● What the task requires: The word "wing" occurs in some of the lines below; copy each of those lines.

● Source material:
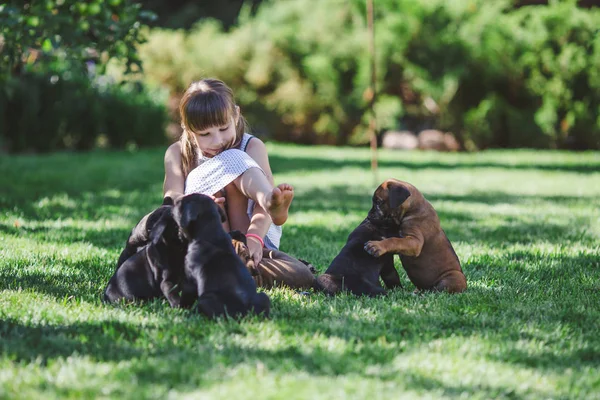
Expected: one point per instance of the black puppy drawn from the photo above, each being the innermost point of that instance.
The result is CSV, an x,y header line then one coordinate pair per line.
x,y
223,284
140,234
156,269
356,270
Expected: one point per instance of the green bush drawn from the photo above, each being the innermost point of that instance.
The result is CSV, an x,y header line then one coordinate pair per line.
x,y
47,112
494,75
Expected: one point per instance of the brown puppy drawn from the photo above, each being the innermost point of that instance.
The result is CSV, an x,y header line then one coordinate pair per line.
x,y
353,269
425,251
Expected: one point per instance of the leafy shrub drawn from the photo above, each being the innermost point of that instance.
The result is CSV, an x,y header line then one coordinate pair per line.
x,y
44,113
494,75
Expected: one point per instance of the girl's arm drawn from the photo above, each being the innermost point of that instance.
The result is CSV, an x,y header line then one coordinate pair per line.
x,y
260,222
174,183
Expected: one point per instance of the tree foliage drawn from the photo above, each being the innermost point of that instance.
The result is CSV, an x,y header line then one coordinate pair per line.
x,y
69,29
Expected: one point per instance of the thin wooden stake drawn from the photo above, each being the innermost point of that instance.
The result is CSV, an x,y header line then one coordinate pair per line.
x,y
372,90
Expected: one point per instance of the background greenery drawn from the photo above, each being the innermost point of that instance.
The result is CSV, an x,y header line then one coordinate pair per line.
x,y
526,226
502,74
493,74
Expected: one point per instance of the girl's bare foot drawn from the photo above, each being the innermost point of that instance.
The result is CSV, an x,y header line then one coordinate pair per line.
x,y
279,203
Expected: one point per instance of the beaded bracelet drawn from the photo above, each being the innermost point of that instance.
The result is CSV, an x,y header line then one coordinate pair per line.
x,y
252,235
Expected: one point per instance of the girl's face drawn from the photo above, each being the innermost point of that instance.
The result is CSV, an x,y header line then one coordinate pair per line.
x,y
213,140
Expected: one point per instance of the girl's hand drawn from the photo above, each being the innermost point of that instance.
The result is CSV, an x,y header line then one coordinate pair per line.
x,y
255,249
219,199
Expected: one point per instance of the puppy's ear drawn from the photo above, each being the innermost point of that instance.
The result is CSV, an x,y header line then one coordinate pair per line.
x,y
159,229
222,214
397,194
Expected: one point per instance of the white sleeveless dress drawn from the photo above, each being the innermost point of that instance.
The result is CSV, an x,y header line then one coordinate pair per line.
x,y
213,174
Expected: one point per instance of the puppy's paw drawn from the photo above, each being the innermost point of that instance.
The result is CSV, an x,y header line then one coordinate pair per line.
x,y
374,248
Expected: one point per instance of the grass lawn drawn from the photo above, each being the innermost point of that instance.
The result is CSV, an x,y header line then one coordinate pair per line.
x,y
526,226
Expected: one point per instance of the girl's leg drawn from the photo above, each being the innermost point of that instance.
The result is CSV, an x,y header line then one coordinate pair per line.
x,y
279,269
237,209
275,200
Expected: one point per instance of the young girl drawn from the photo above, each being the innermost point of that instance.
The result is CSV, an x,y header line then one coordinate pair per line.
x,y
215,156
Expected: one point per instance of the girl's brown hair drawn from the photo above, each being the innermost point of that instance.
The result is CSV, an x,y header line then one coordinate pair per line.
x,y
206,103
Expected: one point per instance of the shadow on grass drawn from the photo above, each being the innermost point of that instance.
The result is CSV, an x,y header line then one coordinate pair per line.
x,y
282,164
103,341
107,238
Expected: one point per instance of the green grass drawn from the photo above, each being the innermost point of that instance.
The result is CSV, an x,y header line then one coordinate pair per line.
x,y
526,226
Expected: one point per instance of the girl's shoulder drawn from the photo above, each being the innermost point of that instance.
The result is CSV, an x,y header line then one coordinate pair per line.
x,y
255,146
173,152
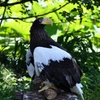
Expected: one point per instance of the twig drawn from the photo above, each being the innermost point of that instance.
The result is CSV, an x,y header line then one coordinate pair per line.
x,y
15,3
35,15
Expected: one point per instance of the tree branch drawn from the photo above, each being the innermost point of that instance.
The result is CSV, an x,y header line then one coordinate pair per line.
x,y
14,3
22,18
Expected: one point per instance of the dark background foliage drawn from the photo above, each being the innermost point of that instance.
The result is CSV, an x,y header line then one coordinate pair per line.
x,y
76,28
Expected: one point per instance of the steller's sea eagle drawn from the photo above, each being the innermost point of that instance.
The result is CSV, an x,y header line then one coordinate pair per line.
x,y
50,61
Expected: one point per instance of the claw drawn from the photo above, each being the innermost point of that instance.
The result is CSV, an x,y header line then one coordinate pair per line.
x,y
47,85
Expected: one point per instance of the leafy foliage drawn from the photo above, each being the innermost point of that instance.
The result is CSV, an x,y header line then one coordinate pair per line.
x,y
76,28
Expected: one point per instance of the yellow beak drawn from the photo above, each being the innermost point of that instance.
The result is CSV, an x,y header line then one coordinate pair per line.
x,y
47,21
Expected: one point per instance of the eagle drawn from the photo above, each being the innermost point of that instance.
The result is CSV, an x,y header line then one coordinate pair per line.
x,y
50,61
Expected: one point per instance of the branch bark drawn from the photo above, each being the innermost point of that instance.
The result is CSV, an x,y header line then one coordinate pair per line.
x,y
3,4
22,18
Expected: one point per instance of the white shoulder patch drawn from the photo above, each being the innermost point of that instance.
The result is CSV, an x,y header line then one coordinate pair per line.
x,y
30,69
44,55
28,55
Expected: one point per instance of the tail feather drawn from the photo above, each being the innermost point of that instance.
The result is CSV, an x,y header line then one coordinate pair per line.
x,y
77,89
31,69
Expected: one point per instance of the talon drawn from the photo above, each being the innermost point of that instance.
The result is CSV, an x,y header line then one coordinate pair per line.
x,y
43,88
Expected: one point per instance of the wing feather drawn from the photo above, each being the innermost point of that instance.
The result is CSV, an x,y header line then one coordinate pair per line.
x,y
59,66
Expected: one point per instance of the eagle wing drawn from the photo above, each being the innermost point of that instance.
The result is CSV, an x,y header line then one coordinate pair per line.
x,y
57,65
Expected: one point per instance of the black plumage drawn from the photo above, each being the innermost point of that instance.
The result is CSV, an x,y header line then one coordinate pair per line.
x,y
64,73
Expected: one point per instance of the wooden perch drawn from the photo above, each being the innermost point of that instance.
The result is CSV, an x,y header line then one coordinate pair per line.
x,y
48,94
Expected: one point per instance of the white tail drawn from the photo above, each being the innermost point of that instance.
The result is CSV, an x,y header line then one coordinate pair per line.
x,y
30,69
77,89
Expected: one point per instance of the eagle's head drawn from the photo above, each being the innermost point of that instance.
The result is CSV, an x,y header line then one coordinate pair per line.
x,y
40,23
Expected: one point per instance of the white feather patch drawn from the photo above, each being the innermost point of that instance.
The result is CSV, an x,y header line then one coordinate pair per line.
x,y
44,55
30,69
28,55
77,89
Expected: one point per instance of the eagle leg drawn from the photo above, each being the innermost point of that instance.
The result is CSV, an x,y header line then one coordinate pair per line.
x,y
47,85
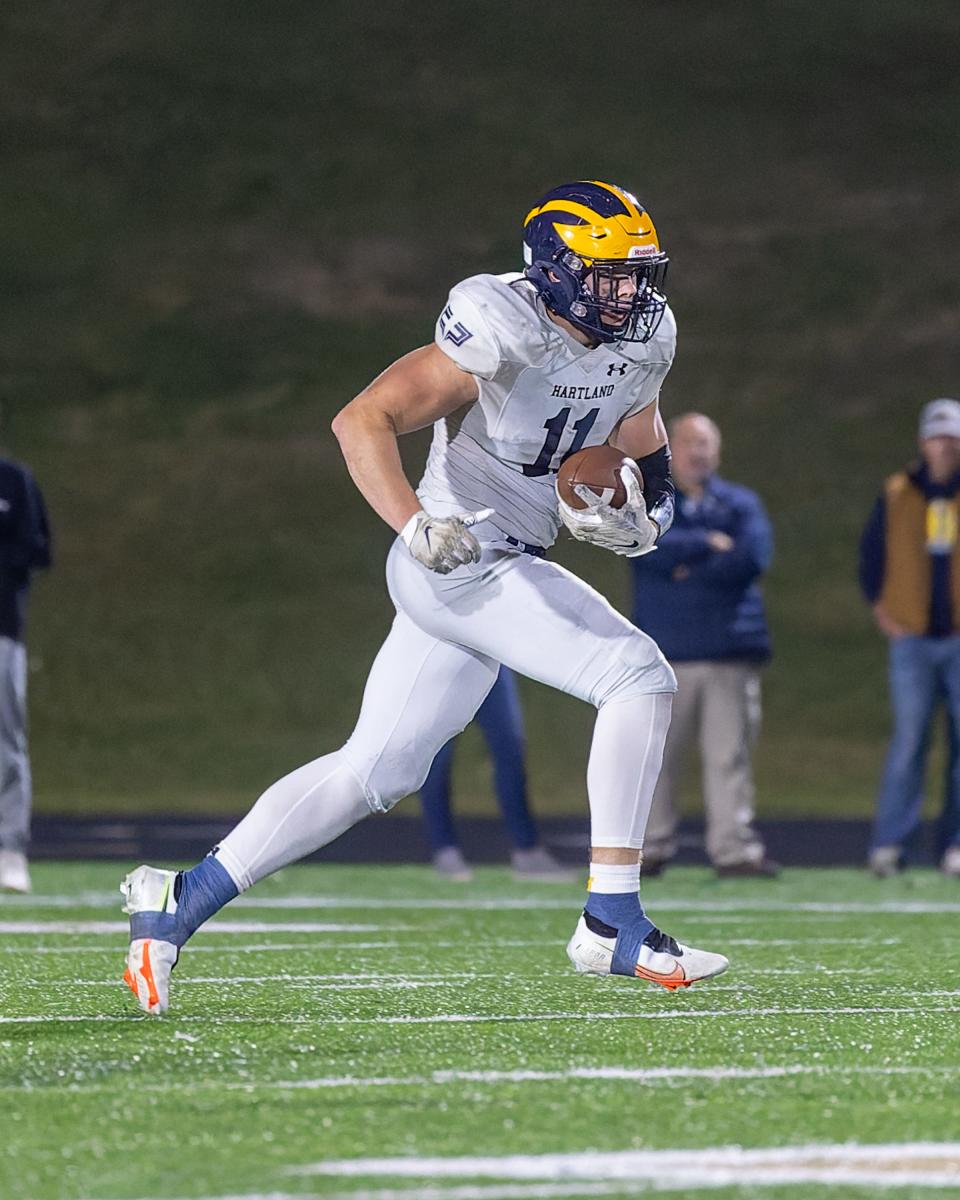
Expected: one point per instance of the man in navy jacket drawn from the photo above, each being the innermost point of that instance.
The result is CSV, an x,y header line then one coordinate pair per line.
x,y
699,598
24,547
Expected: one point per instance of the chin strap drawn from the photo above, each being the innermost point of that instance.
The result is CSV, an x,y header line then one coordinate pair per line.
x,y
658,487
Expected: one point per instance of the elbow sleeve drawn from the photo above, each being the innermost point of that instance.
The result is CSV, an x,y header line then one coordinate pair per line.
x,y
658,487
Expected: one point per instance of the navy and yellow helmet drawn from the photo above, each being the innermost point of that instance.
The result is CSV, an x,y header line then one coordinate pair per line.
x,y
592,252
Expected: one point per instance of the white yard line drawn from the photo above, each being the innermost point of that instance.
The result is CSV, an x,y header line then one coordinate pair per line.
x,y
468,1192
738,1014
643,1075
918,1164
511,904
295,981
216,927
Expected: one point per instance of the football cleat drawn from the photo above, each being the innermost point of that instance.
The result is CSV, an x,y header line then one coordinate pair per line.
x,y
15,874
660,960
148,973
151,906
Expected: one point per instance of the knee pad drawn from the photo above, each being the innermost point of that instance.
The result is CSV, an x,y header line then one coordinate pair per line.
x,y
636,667
388,777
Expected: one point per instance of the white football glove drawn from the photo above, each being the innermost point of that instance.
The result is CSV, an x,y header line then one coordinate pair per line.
x,y
625,531
442,544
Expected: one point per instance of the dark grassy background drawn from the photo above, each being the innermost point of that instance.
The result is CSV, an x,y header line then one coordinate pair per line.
x,y
219,221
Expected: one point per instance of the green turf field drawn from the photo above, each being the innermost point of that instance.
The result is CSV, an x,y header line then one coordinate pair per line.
x,y
343,1014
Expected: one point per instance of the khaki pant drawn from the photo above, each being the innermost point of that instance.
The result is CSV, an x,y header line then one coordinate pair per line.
x,y
718,703
15,763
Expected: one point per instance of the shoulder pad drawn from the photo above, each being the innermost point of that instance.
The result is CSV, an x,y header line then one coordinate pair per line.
x,y
491,319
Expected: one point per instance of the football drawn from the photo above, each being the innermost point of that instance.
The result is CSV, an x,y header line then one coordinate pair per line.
x,y
598,468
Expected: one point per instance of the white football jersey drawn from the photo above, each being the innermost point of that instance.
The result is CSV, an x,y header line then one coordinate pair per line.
x,y
543,396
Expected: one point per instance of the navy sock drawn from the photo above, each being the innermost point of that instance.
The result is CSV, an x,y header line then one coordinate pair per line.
x,y
198,894
202,892
624,912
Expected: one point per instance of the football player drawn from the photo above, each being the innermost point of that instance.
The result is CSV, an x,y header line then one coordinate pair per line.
x,y
525,370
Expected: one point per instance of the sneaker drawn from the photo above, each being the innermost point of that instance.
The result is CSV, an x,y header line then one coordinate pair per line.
x,y
886,862
15,875
453,865
538,865
750,868
661,960
151,906
951,862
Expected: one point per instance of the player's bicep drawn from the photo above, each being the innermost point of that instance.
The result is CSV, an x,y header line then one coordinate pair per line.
x,y
641,433
418,390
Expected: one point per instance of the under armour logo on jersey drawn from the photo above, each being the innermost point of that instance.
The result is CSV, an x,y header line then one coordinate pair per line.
x,y
457,333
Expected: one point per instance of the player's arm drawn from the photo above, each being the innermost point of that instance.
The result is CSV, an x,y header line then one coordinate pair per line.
x,y
643,436
415,391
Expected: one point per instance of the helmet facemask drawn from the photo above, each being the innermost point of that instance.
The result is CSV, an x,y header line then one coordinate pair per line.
x,y
627,292
592,251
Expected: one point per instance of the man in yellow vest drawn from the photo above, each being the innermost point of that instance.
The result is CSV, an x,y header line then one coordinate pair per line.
x,y
910,574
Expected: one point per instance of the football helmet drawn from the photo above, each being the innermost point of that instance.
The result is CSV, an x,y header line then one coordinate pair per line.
x,y
592,252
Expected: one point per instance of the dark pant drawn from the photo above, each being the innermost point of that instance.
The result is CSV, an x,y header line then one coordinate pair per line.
x,y
502,723
923,672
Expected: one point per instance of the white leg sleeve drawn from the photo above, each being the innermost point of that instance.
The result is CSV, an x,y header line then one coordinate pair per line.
x,y
420,693
625,756
297,815
550,625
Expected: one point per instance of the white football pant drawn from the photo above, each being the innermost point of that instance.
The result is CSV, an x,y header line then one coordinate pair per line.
x,y
432,673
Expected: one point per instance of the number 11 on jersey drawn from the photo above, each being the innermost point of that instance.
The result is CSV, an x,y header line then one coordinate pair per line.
x,y
556,427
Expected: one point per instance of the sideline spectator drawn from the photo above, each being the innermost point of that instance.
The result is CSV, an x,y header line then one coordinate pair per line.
x,y
699,598
24,547
501,718
910,574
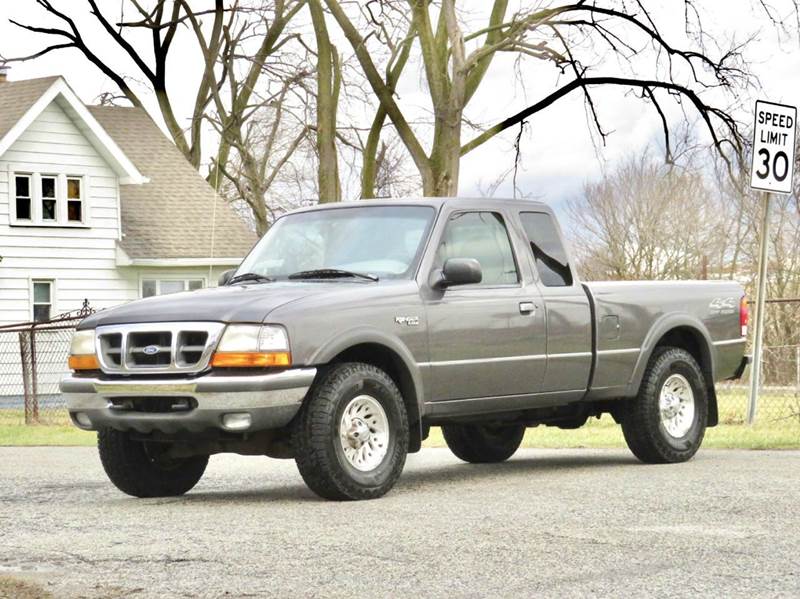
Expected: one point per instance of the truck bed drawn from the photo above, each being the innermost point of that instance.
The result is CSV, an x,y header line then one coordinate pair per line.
x,y
631,316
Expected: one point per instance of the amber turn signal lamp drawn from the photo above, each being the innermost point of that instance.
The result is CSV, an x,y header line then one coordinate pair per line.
x,y
251,359
84,362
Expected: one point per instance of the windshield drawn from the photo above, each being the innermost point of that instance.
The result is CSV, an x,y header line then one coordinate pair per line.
x,y
385,241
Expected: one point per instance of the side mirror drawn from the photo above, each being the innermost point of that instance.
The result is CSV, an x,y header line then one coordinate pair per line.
x,y
225,277
459,271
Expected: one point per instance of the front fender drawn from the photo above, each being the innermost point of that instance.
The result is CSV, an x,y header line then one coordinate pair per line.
x,y
361,335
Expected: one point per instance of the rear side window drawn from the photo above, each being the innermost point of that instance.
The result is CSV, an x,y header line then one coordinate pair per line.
x,y
548,251
483,236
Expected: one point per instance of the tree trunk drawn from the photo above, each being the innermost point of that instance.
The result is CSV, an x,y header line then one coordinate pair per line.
x,y
328,83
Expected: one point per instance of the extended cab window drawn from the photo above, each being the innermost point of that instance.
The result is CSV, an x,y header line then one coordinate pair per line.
x,y
548,251
482,236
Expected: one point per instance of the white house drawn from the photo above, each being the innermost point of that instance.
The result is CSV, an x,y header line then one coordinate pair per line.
x,y
96,203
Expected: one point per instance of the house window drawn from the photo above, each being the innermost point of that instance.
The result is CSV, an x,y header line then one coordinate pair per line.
x,y
151,287
49,197
42,300
74,200
23,196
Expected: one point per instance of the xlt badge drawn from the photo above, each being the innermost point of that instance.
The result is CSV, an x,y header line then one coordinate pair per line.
x,y
411,321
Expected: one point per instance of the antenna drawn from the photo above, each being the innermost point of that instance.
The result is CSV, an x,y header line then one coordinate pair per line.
x,y
214,217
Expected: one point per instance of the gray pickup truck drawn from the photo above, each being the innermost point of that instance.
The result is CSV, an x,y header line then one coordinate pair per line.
x,y
351,329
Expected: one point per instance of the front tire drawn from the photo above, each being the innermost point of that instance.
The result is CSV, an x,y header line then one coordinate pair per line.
x,y
350,438
483,444
138,468
666,422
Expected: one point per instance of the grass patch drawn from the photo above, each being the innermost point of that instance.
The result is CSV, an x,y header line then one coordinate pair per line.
x,y
14,588
14,431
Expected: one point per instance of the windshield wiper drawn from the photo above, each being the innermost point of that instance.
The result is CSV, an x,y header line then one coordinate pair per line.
x,y
331,273
249,276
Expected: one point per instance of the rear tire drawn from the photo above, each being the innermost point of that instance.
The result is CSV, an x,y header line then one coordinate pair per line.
x,y
483,444
135,467
350,438
666,422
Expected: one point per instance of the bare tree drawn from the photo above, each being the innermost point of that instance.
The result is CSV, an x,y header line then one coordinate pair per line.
x,y
592,43
647,220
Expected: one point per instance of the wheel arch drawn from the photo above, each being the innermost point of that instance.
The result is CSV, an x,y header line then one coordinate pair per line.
x,y
687,333
393,357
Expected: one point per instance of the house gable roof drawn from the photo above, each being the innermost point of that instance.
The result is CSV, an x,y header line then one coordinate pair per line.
x,y
176,215
22,101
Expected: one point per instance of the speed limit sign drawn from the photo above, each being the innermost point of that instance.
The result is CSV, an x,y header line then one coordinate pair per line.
x,y
773,147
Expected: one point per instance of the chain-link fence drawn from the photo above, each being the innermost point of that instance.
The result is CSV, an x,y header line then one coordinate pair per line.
x,y
33,359
778,402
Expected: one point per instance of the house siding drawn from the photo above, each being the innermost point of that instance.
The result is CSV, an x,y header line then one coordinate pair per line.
x,y
80,261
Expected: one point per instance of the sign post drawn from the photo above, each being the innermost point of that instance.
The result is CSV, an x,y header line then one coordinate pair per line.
x,y
771,171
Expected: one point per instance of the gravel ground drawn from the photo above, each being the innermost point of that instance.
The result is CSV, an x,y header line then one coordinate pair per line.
x,y
546,523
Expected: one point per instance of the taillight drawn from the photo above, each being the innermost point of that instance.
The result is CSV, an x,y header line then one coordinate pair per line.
x,y
744,315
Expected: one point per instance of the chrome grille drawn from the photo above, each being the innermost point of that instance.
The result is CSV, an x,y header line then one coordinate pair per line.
x,y
157,347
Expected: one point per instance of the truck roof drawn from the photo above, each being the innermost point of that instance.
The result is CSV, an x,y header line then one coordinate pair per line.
x,y
433,202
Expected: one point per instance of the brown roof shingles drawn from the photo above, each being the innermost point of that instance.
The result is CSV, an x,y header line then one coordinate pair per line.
x,y
171,215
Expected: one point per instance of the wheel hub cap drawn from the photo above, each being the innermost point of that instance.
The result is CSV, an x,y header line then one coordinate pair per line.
x,y
364,433
676,405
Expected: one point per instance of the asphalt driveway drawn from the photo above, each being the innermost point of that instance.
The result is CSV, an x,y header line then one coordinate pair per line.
x,y
547,523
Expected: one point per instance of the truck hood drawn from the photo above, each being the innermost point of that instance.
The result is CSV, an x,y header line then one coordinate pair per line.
x,y
237,303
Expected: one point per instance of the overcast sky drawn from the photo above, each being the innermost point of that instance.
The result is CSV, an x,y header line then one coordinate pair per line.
x,y
558,153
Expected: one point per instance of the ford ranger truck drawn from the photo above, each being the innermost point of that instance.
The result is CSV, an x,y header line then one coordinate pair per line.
x,y
352,328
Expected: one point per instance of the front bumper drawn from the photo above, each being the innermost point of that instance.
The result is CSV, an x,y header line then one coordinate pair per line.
x,y
270,400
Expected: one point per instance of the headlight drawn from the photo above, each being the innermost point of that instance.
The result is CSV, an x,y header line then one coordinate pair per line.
x,y
82,354
248,345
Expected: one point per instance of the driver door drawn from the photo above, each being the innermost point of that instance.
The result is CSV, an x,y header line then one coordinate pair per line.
x,y
486,339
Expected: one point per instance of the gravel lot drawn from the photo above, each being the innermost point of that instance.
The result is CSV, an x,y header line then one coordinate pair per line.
x,y
548,522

● Response to the task:
Expected: one point per instance of the wing feather drawn from the photo above, each being the innermost point of that instance.
Expected: one point per instance of the eagle wing drawn from the photo above, each being the innermost point of that instance.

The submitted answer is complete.